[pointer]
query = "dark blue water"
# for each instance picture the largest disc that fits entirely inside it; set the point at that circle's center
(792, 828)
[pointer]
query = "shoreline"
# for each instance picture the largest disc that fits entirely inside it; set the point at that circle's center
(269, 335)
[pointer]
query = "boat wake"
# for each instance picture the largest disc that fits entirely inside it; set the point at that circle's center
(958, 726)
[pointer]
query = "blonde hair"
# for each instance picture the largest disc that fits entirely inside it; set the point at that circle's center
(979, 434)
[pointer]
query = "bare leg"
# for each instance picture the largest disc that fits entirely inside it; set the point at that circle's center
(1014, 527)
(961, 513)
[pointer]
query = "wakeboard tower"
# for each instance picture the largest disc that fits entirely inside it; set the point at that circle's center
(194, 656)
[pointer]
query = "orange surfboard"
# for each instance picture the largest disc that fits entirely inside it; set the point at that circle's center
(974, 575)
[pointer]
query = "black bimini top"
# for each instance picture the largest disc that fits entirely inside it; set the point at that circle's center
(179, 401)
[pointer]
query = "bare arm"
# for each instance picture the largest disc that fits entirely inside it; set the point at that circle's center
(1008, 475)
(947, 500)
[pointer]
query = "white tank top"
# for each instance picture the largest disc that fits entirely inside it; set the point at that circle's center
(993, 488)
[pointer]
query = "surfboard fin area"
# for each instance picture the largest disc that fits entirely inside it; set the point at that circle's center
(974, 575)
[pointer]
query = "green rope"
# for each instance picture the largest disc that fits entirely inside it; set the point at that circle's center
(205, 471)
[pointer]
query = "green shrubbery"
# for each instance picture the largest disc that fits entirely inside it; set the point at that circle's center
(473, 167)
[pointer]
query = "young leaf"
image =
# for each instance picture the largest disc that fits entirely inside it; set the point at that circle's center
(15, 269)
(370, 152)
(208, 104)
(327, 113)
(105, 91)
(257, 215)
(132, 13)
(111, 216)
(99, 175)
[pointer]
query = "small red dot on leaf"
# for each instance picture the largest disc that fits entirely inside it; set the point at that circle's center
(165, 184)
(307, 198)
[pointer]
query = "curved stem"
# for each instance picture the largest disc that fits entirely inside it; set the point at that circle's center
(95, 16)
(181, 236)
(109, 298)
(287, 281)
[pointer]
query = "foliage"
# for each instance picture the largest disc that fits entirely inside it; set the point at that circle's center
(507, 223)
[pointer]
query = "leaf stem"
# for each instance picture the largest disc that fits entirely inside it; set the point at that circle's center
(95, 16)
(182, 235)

+-------+

▸ GIVEN REQUEST: The records above should be repeated in full, exactly as given.

▸ WRITTEN RESPONSE:
[pointer]
query = "dark blue water"
# for each instance picture the largest disc that fits entirely inside it; set the point at that circle's center
(792, 828)
[pointer]
query = "shoreline"
# for each instance picture the largest disc that fits entirely inside it; set the point at that circle's center
(269, 335)
[pointer]
query = "boat wake"
# for each instance picture the largest disc that fits entirely inside it; set the point at that circle's center
(958, 726)
[pointer]
query = "blonde hair"
# for each instance picture the largest disc that fits entirely inside it; set the point at that circle's center
(979, 434)
[pointer]
query = "bare leg"
# for each instance picture the largest disc that fits entirely inside it; set the point at that circle's center
(1014, 527)
(961, 513)
[pointer]
query = "wakeboard tower"
# for each instance picture the largest disc that fits entirely inside it; set the point at that circle's center
(194, 656)
[pointer]
query = "orange surfboard"
# for each instance picture the largest disc that fits entirely inside it; set the point at that circle's center
(974, 575)
[pointer]
query = "black bimini top"
# for each instance picture the largest disc that fits entirely inside it; set the point at that circle's center
(179, 401)
[pointer]
query = "bare arm"
# for each instance picture the largest disc that fits entirely inside it; set the point at that circle's center
(1008, 475)
(947, 500)
[pointer]
query = "white tank top"
# for each instance picture the largest disc that fits entirely inside it; set the point at that circle's center
(993, 488)
[pointer]
query = "surfboard fin area"
# for each instance picture the largest disc that fits entirely inside it; set the point at that circle's center
(974, 575)
[pointer]
query = "green rope"
# for each instance picture the largest disc that fits entirely inside it; set the point at that circle's center
(205, 471)
[pointer]
query = "green shrubbery"
# for each instance picture the largest disc that fits entirely inside it; set the point at that circle's center
(473, 167)
[pointer]
query = "young leaf"
image =
# for each instance picture the largest disc that fits entirely inside it; set the point at that circle's center
(15, 269)
(370, 152)
(208, 104)
(327, 113)
(105, 91)
(257, 215)
(132, 13)
(111, 216)
(99, 175)
[pointer]
query = "small red dot on leaf"
# for each instance picture the largest disc that fits entirely inside it; set the point at that circle's center
(165, 184)
(307, 198)
[pointer]
query = "curved stem"
# for each instance picture the largest disc that fits entirely inside it; set the point at that circle's center
(95, 16)
(181, 236)
(109, 298)
(287, 281)
[pointer]
query = "foliage"
# for each instance picture the largest disc that fits entirely inside it; set the point at that circle's center
(507, 223)
[pointer]
query = "leaf stem"
# for each instance picture the largest disc that fits entirely inside it; set the point at that circle's center
(95, 16)
(182, 235)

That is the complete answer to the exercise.